(DIRECTION):
Extract each line of the material below that contains the word "main", and reproduce every such line in full.

Coordinate annotation entries:
━━━

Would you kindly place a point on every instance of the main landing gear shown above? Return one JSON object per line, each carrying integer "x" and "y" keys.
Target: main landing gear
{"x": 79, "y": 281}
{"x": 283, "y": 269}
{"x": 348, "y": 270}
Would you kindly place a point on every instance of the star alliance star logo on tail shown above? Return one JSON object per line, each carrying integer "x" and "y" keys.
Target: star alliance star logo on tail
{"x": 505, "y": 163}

━━━

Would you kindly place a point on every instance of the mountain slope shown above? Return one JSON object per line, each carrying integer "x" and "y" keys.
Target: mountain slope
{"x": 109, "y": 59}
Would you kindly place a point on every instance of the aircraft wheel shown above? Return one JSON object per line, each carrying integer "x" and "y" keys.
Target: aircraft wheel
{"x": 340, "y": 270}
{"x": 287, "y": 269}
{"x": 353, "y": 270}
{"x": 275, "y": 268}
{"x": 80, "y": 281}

━━━

(COMPLETE RESPONSE):
Would you kindly place a point on every instance of the main landing gear shown above? Return one JSON object per line, each carrying integer "x" and "y" keys.
Target: main landing gear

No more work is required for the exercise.